● THE PROBLEM:
Reproduce each line of the material precisely.

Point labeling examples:
## BEGIN

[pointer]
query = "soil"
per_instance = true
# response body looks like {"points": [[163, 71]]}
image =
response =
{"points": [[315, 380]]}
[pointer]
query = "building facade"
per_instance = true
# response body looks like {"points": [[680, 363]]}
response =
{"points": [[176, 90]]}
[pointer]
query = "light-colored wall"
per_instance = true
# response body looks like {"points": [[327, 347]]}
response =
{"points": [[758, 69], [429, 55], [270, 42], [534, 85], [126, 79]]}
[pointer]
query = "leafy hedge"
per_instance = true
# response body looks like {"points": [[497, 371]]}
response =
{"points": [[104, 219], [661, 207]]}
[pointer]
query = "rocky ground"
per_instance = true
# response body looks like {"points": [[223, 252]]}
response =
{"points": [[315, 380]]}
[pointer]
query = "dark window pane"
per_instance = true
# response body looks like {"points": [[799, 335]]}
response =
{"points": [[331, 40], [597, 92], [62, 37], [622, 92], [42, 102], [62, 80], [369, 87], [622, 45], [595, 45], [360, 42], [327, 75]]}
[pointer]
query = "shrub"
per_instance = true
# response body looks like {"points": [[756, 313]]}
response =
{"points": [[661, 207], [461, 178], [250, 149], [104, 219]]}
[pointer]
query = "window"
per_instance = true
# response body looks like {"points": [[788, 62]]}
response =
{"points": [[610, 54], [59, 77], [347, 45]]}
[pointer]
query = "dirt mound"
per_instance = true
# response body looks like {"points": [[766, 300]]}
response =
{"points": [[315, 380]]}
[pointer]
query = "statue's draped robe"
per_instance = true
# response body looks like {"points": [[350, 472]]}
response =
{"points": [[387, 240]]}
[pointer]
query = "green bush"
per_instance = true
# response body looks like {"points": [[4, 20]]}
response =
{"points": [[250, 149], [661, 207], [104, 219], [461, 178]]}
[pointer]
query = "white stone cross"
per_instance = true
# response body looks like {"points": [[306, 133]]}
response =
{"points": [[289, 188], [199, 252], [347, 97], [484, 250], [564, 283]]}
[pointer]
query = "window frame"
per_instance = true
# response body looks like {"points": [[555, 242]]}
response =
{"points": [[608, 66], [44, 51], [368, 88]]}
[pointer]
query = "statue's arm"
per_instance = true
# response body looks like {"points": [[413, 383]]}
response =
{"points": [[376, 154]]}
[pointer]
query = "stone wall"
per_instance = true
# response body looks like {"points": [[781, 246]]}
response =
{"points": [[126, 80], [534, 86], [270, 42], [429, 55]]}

## END

● OUTPUT:
[pointer]
query = "soil"
per_instance = true
# response body looks like {"points": [[163, 71]]}
image =
response =
{"points": [[315, 380]]}
[pointer]
query = "building facade"
per_instance = true
# response body looks like {"points": [[680, 363]]}
response =
{"points": [[176, 90]]}
[pointer]
query = "light-colored wall"
per_instance = true
# response body looks like {"points": [[327, 347]]}
response =
{"points": [[758, 69], [429, 55], [270, 42], [534, 85], [126, 79]]}
[pointer]
query = "leafy hedge"
per_instance = true
# response body looks like {"points": [[497, 371]]}
response =
{"points": [[104, 219], [661, 207]]}
[pointer]
query = "rocky ground"
per_instance = true
# response body looks like {"points": [[223, 252]]}
response =
{"points": [[315, 380]]}
[pointer]
query = "dark window pane"
per_instance = true
# response body looks like {"points": [[799, 335]]}
response =
{"points": [[331, 40], [597, 92], [62, 37], [622, 92], [42, 102], [62, 80], [369, 87], [622, 45], [595, 45], [360, 42], [327, 75]]}
[pointer]
query = "shrub"
per_instance = true
# response body looks like {"points": [[756, 313]]}
response =
{"points": [[661, 207], [461, 178], [250, 149], [104, 219]]}
[pointer]
query = "window"
per_instance = true
# response body looks like {"points": [[788, 62]]}
response =
{"points": [[610, 54], [59, 77], [347, 45]]}
[pointer]
query = "dirt mound"
per_instance = true
# response body looks like {"points": [[766, 300]]}
response =
{"points": [[315, 380]]}
[pointer]
query = "statue's draped robe"
per_instance = true
# response body looks like {"points": [[350, 472]]}
response =
{"points": [[387, 240]]}
[pointer]
query = "green bush"
per_instance = true
# response body looks like {"points": [[4, 20]]}
response =
{"points": [[250, 149], [661, 207], [104, 219], [461, 178]]}
[pointer]
query = "white stone cross"
per_instance = true
# response body looks like {"points": [[306, 133]]}
response =
{"points": [[289, 188], [199, 252], [347, 97], [484, 250], [564, 283]]}
[pointer]
query = "window frame"
per_instance = true
# response body looks like {"points": [[555, 242]]}
response =
{"points": [[608, 66], [44, 51], [368, 88]]}
[pointer]
query = "statue's arm"
per_instance = true
# response body looks like {"points": [[413, 383]]}
response =
{"points": [[376, 154]]}
[pointer]
query = "stone wall"
per_instance = true
# response body looks like {"points": [[781, 246]]}
response =
{"points": [[126, 80], [534, 86], [270, 42], [429, 55]]}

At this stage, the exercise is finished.